--- start GIVEN DATA ---

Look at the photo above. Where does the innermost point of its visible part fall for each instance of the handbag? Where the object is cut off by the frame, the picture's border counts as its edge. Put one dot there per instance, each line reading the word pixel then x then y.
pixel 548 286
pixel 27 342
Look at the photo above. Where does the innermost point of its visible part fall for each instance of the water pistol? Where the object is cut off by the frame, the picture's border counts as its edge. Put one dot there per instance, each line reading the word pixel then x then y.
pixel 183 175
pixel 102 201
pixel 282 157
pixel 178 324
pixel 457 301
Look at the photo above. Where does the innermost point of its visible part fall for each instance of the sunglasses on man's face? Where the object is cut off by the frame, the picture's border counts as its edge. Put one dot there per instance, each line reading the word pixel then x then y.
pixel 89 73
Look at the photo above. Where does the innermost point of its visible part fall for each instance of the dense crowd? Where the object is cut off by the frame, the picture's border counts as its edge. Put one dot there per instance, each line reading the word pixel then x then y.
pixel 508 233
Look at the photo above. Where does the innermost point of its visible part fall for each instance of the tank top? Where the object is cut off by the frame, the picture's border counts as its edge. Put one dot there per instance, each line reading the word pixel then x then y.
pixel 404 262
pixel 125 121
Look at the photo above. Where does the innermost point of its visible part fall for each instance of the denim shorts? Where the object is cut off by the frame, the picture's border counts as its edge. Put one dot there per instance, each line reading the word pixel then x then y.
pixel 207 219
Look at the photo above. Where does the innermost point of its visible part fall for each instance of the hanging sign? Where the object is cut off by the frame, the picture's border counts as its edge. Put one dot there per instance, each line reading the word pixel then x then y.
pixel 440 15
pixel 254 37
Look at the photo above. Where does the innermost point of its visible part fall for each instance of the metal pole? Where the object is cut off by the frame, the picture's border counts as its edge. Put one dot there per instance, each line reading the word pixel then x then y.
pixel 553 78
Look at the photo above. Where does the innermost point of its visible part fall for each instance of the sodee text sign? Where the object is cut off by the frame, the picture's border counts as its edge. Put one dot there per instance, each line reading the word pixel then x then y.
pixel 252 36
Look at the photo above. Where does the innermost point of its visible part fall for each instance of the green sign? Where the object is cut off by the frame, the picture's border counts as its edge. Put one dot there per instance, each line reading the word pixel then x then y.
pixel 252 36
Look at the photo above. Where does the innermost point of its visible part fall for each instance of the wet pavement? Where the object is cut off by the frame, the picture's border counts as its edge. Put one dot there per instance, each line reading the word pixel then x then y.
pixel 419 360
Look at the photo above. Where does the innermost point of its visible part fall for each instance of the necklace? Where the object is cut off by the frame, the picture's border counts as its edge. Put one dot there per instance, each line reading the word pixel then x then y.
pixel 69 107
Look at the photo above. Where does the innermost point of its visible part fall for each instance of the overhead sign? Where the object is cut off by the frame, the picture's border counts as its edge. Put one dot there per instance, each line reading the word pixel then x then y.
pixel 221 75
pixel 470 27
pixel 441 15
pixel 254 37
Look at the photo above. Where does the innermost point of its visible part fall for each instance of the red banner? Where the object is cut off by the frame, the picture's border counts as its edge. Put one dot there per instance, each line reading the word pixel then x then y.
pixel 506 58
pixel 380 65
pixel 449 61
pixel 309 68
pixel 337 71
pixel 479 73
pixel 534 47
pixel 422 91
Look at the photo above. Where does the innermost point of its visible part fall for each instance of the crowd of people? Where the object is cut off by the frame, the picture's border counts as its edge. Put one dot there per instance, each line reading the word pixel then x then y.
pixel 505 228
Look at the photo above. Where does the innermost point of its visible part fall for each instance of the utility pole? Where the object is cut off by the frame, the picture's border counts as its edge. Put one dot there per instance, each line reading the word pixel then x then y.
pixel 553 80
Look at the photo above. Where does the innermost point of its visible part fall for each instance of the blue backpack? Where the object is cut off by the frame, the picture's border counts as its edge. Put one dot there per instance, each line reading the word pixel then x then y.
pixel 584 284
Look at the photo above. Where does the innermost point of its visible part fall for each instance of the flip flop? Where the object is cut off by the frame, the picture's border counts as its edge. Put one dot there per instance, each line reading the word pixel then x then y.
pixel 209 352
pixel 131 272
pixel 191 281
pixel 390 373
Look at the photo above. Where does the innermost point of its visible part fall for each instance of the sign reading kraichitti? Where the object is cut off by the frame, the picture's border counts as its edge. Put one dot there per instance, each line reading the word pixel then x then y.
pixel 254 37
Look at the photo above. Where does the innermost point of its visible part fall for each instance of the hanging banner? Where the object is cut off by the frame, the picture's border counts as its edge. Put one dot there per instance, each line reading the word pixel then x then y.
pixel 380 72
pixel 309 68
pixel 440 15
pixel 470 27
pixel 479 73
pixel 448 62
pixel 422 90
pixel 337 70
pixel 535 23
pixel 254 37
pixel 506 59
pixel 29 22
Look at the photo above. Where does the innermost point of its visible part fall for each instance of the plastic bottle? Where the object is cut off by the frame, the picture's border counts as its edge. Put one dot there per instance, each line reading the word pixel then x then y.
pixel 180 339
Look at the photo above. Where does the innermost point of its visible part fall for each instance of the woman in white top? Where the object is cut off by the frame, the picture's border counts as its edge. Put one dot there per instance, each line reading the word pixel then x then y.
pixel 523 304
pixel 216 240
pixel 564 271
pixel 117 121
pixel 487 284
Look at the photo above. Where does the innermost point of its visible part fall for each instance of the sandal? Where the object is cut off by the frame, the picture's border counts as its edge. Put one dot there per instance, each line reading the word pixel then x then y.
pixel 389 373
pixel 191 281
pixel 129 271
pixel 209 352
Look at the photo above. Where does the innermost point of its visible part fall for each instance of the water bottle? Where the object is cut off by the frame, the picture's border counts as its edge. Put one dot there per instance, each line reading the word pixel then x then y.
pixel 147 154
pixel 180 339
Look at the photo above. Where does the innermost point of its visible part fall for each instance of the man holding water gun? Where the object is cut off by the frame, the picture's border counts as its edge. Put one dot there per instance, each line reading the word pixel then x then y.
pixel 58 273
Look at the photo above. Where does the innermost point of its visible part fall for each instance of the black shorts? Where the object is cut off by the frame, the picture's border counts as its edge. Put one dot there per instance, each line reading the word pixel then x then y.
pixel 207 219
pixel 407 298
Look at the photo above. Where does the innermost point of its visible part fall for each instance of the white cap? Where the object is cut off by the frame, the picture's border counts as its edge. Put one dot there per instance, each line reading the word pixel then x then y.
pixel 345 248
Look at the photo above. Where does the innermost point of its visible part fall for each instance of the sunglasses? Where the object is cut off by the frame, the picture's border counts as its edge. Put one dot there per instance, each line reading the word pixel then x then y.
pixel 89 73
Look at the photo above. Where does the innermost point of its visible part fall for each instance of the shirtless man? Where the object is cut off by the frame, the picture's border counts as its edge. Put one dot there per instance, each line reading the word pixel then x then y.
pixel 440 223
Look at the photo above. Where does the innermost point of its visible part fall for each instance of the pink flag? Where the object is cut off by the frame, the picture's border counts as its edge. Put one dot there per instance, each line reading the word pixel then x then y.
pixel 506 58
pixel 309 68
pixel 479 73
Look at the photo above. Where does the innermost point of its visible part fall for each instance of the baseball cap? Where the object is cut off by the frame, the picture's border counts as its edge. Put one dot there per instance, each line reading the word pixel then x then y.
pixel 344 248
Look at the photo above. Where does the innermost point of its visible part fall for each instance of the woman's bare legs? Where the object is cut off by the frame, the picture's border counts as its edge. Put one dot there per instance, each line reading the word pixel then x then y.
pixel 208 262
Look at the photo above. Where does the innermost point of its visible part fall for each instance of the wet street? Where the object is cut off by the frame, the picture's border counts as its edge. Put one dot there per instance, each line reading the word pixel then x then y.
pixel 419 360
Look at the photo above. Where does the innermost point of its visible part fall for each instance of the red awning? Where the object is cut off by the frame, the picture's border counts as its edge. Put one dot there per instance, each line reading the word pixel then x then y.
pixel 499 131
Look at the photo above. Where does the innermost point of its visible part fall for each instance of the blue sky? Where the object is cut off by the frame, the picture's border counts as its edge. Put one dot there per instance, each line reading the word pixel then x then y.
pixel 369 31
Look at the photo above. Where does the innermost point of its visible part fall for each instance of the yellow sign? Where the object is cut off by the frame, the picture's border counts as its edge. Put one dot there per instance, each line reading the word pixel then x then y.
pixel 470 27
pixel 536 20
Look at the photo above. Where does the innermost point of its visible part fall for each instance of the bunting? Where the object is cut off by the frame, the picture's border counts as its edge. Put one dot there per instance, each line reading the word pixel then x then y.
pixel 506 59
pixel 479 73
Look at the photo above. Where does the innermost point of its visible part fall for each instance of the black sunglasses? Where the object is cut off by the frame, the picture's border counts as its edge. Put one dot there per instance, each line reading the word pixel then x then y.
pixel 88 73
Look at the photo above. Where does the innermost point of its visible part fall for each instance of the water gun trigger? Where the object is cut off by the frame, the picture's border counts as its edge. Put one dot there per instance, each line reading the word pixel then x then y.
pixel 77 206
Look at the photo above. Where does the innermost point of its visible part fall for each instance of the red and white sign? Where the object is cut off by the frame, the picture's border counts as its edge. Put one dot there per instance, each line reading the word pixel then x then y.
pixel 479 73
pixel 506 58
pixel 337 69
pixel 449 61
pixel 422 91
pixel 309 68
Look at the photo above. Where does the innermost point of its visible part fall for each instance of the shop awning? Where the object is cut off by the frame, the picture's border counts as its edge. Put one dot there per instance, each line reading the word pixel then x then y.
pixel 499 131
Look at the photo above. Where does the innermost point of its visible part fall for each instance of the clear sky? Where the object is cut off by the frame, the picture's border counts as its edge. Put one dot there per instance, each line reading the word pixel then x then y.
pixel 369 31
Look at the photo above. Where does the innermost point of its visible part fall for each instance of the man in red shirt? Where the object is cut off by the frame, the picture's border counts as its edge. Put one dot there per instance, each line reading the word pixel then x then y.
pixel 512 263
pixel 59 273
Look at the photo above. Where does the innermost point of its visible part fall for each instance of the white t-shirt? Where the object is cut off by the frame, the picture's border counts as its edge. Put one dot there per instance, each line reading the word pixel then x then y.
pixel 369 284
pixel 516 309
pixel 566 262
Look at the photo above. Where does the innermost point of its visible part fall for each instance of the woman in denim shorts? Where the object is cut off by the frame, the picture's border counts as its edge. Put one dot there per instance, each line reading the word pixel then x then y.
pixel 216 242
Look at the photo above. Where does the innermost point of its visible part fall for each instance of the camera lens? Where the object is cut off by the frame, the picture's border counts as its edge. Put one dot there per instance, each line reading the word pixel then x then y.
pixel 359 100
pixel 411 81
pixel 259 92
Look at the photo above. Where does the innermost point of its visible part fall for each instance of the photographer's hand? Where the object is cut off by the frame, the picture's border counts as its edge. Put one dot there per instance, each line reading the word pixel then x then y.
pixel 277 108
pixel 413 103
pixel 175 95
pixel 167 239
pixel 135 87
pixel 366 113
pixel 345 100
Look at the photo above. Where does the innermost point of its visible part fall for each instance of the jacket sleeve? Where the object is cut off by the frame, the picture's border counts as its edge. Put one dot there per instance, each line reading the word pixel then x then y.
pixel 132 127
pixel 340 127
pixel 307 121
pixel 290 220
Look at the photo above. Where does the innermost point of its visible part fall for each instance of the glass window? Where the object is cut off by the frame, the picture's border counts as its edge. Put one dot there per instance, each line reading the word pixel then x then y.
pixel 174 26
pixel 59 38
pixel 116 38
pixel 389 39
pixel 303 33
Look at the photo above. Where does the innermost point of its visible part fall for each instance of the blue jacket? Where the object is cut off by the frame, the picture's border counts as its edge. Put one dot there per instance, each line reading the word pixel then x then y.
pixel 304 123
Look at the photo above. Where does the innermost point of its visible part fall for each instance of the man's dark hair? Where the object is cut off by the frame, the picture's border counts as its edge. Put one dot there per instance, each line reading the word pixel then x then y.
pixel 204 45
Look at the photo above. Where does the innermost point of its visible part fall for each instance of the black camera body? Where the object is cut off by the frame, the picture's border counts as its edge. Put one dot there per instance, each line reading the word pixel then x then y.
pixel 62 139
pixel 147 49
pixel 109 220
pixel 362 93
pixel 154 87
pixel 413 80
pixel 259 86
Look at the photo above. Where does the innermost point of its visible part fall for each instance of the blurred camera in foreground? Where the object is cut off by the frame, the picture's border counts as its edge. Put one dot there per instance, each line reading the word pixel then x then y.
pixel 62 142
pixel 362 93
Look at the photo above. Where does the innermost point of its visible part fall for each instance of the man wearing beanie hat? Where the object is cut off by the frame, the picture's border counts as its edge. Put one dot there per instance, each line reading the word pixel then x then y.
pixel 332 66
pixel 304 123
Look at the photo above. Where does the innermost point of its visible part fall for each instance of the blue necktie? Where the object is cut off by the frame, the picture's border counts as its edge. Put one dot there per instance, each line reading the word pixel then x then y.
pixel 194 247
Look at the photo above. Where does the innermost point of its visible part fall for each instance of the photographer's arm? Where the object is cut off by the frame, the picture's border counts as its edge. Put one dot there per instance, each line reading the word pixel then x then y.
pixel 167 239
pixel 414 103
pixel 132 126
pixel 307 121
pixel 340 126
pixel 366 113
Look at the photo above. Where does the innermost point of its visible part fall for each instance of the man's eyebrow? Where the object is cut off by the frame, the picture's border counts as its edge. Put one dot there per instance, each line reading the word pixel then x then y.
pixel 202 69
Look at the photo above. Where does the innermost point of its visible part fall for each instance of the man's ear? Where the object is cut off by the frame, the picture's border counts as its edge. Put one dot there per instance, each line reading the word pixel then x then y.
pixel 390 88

--- end GIVEN DATA ---

§ WRITTEN TASK
Rewrite the records from the start up to and including the line with "pixel 27 342", changing "handbag" to "purse" and leaving everything else as it stands.

§ RESULT FOR THIS TASK
Look at the photo above. Where does the innermost point of its visible part fall for each instance of the purse? Where the object is cut off by the frame, the picture's border counts as its edge. Put one dot there per instance, each line reading the word pixel then x then y.
pixel 548 286
pixel 27 342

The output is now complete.